### Exercise aim
Repeat word for word everything from the line containing "In the photo above, where can the horse's head" to the end of the listing, first and last lines included, and only that.

### Material provided
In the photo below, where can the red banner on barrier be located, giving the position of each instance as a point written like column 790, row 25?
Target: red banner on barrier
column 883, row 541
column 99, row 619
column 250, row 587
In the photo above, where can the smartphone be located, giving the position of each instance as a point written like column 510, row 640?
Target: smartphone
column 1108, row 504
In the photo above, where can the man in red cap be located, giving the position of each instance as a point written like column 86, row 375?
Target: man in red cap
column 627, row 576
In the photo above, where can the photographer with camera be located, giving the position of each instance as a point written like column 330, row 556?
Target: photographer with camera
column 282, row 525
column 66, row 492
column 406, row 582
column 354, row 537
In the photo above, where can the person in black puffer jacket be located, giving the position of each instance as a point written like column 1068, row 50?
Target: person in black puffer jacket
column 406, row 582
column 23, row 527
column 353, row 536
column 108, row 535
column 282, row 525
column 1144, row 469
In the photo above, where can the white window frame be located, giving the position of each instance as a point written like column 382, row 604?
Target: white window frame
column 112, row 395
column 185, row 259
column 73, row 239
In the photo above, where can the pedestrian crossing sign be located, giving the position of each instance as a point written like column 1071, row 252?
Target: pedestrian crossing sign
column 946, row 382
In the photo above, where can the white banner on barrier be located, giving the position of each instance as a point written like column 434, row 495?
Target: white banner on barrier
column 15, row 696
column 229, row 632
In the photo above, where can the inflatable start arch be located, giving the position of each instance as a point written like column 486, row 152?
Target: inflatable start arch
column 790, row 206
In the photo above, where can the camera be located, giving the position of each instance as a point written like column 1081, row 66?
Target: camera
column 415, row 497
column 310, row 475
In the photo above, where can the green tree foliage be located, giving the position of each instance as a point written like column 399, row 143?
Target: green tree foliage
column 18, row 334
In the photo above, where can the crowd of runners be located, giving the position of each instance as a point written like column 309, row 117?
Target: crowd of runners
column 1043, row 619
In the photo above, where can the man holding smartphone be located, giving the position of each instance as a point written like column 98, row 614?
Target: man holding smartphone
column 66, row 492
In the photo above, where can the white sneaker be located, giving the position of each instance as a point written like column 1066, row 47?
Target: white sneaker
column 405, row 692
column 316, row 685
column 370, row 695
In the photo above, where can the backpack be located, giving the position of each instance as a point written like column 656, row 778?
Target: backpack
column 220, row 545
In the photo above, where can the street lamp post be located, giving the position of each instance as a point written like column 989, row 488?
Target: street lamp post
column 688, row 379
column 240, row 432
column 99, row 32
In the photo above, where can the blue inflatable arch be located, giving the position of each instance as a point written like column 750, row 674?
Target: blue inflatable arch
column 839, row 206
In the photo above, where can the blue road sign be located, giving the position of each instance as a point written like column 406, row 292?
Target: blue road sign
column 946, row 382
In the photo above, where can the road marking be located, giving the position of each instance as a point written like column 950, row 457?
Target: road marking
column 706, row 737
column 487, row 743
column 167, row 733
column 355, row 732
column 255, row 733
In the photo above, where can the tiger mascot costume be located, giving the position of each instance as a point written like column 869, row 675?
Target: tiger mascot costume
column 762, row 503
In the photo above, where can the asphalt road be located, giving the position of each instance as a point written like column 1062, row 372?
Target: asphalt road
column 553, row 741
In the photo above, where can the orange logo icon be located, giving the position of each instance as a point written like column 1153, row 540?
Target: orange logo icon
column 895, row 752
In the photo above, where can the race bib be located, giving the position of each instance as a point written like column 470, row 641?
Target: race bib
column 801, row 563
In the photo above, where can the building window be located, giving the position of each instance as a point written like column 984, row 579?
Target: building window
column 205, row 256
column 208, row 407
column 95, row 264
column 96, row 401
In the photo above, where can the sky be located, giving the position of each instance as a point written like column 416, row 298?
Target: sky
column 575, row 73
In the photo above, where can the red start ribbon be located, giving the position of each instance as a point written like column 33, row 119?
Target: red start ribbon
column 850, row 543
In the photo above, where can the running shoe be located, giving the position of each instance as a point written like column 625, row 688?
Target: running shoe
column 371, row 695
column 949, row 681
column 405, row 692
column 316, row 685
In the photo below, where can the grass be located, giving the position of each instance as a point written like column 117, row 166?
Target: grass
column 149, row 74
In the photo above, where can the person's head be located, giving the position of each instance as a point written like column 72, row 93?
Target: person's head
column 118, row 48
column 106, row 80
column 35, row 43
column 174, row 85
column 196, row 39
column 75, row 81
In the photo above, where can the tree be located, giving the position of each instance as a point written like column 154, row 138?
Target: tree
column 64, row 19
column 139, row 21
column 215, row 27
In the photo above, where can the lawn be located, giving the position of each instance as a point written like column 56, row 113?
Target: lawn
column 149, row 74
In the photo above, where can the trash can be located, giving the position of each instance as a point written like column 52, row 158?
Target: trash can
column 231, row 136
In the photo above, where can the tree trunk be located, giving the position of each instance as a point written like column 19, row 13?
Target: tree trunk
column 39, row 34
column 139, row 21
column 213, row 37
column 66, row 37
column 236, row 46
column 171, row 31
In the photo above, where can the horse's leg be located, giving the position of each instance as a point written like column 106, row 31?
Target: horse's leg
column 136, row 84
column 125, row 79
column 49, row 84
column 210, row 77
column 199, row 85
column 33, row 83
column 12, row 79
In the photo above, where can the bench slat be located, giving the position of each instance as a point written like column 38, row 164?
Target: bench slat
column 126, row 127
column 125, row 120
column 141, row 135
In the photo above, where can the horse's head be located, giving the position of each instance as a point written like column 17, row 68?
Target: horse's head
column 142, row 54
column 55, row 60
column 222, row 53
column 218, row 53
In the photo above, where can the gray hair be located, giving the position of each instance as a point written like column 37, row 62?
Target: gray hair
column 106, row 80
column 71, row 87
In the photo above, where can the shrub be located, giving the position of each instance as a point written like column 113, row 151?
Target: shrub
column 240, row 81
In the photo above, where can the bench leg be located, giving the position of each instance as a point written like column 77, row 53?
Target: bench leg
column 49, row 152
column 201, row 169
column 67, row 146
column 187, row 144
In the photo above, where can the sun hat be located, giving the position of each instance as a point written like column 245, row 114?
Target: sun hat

### Output below
In the photo above, where can the horse's head be located, giving the position of each instance as a point written like column 17, row 68?
Target: horse's head
column 142, row 54
column 55, row 60
column 222, row 53
column 218, row 53
In the photo above, where can the gray hair be located, giving the position of each instance as a point written like column 37, row 62?
Target: gray hair
column 106, row 80
column 71, row 87
In the photo above, where can the shrub be located, giving the position of each instance as a point written like column 113, row 151?
Target: shrub
column 240, row 81
In the photo above, where can the bench leg be located, giving the position of each instance as a point written like column 77, row 53?
Target: bench leg
column 49, row 152
column 201, row 169
column 67, row 146
column 187, row 144
In the photo above, where can the sun hat be located, giving the position of each instance as a point written like column 245, row 114?
Target: sun hat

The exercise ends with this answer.